Tarea a realizar
Por favor, escribe lo que sigue en la columna sobre la supuesta incapacidad de los argentinos para dialogar, a partir de su última oración.

Texto de origen
--
Disculpas, pero no estoy de acuerdo

Disculpas, pero no estoy de acuerdo

Por Nora Bär
En su libro Mitomanías argentinas (Siglo XXI, 2012), el antropólogo Alejandro Grimson reúne una batería de ideas que impregna hasta las raíces nuestra cultura y la forma en que nos imaginamos. Sus reflexiones hacen pensar y también sonreír, especialmente porque nos sorprende al explicitar las falacias de muletillas como “la Argentina tiene un destino de grandeza”, “somos un crisol de razas”, “Dios está en todas partes, pero atiende en Buenos Aires” y otras por el estilo.
La creencia de que formamos parte de una sociedad dividida y que no somos capaces de dialogar ni siquiera acerca de nimiedades como los pronósticos deportivos o la posibilidad de chaparrones para el fin de semana, algo que escuchamos y leemos con insistencia en estos tiempos, merecería estar en esa lista. De tan repetida, la idea de que somos arrogantes e intransigentes y descalificamos al que piensa distinto y ejercemos un fanatismo sin parangón, ya se incorporó a nuestra mitología colectiva.
--
Registros guardados
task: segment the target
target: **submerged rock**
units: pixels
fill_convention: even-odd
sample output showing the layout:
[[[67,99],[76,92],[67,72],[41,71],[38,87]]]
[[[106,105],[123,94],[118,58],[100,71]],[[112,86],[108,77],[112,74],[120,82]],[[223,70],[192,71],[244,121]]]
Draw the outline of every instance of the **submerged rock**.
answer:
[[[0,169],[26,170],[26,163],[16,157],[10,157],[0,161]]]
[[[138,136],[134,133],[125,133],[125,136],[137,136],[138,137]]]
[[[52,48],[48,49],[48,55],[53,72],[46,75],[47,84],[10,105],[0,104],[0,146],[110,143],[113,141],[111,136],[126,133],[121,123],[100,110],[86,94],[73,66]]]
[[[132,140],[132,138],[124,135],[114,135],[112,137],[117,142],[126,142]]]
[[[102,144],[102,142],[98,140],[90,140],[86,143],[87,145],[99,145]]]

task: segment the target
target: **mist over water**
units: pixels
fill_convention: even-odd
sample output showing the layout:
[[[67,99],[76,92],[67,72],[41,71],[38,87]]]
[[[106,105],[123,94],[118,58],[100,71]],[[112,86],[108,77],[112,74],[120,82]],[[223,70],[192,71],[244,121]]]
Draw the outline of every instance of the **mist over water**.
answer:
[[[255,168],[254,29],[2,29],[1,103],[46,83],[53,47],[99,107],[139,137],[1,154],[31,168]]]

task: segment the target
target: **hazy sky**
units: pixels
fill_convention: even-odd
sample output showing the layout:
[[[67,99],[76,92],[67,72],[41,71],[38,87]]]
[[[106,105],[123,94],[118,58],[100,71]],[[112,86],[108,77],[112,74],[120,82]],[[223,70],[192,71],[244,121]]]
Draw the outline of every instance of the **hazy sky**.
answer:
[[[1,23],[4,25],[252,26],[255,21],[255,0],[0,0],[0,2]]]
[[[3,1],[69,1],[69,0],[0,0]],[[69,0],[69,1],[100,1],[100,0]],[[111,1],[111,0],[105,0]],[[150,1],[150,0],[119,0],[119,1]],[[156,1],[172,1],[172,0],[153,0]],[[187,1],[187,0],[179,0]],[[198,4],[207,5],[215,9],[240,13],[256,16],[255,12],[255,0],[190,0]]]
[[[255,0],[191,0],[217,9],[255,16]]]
--
Resultado de la tarea
Sin embargo, me permito disentir. ¿Puedo? Sería muy ingenua si no advirtiera que efectivamente hay una parte de la sociedad que no concibe intervenir en el discurso colectivo si no lo hace a los gritos o con frases ponzoñosas. Están los que se enfervorizan e insultan en la TV, intentando que algún porcentaje del rating los envuelva en sus 10 segundos de notoriedad, y los que desaguan sus frustraciones en los foros de las redes digitales, la mayoría de las veces escudados en la despreciable armadura del anonimato. A propósito de nimiedades, pueden llegar a acusar de beber en exceso a personas que no toman ni un trago de champagne en las fiestas de fin de año, o de facinerosos a otros que simplemente osan pronunciarse a favor o en contra de un hecho que habrá pasado al olvido en minutos? para dar lugar a otro “intercambio de ideas” igualmente falaz.
Pero en lo que no estoy de acuerdo es en que este ánimo obtuso forme parte del “ser nacional”, ni que nos inflame a todos por igual.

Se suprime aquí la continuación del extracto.